:: Excerpted text
Circumcision: An old tradition that claims lives

EAST LONDON, South Africa - Pride fills the young men wearing rough blankets and sheepskin headbands as they near the end of their ritual initiation. A month ago, a traditional surgeon used a blade to circumcise them and mark their passage into manhood.

"I am more than proud. I am a man," declares one of the "abakhwetha," the Xhosa word for initiates.

"No one can speak for me. No one can tell me where to go," says the youth, his face painted a ghostly white with clay as a symbol of purity.

Meanwhile, in Ward 14 at the nearby Cecelia Makawane Hospital lie a dozen recent initiates who have nothing to celebrate. They are the victims of botched circumcisions.

Complications from ritual circumcisions killed at least 14 boys in Eastern Cape Province last year. More than 100 initiates ended up at Cecelia Makawane alone, suffering from infection, pneumonia and other ill effects - including amputation.

For years, the centuries-old Xhosa custom has injured and killed youths. But Dr. Michael Zanewczyk, head of the hospital's urology department, says the problem is getting worse.
::::
:: Exercise data
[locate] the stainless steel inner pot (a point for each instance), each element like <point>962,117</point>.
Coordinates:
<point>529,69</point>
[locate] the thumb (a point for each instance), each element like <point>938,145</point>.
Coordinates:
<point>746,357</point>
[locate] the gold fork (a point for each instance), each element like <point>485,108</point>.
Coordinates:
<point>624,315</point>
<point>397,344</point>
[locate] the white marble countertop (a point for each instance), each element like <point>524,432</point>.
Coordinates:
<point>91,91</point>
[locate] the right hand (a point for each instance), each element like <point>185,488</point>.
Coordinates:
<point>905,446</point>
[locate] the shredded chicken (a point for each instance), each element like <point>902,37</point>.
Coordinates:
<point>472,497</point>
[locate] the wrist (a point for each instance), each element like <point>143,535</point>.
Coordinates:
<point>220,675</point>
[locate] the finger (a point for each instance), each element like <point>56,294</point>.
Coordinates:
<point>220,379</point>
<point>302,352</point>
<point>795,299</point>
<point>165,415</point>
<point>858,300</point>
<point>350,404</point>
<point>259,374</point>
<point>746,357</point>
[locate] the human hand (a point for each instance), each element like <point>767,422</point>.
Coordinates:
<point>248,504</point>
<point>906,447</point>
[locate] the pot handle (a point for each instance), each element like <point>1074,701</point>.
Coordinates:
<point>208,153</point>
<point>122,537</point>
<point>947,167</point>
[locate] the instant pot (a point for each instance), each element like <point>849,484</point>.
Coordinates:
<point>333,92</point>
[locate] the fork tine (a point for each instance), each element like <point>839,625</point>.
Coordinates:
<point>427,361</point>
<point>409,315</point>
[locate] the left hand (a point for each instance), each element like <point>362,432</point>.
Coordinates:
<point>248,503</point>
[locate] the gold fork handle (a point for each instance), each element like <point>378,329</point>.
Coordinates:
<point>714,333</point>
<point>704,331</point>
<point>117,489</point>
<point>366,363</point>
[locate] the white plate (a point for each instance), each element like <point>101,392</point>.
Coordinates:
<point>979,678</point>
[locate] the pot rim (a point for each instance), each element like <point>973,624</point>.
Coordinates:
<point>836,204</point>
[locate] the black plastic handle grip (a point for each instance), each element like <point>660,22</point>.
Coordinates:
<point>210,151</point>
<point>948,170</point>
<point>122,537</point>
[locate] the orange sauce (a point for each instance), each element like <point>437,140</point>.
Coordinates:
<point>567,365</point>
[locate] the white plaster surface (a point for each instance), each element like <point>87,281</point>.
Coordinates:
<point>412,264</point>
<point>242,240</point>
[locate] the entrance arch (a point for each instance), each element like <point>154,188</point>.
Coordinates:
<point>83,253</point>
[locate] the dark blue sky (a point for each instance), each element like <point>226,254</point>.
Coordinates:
::::
• [What needs to be done]: Continue the news article on Xhosa ritual circumcision in South Africa's Eastern Cape, starting after its final sentence.

• [Answer to this problem]:
He contends more and more traditional surgeons have no idea what they are doing. "They just cut. If there is bleeding they put a cord around the penis and pull it tight," Zanewczyk says.

The increasing presence of AIDS, tuberculosis and sexually transmitted diseases among South Africans make initiates even more vulnerable to infections and other complications, he said.

No anesthetic

About 17 percent of South Africa's 41 million people are Xhosas. Among them are former President Nelson Mandela and his successor, Thabo Mbeki.

The vast majority of Xhosa males undergo ritual circumcision after age 16, although no record is kept of exactly how many. Only a handful of urbanized Xhosas will admit to abandoning traditional ways.

Circumcisions are performed without anesthetic by traditional surgeons for a fee of 80 rand, about $13. Initiates are not supposed to drink any liquids for a week after the procedure and attendants are paid $20 to help treat their wounds - usually with traditional herbs. During the period, the youths sleep on the ground in straw huts covered by plastic sheeting.

Doctors say the injury and death toll is increased because there is a widespread stigma for initiates who seek hospital treatment, so many with complications wait until they are seriously ill. Some even die in the bush.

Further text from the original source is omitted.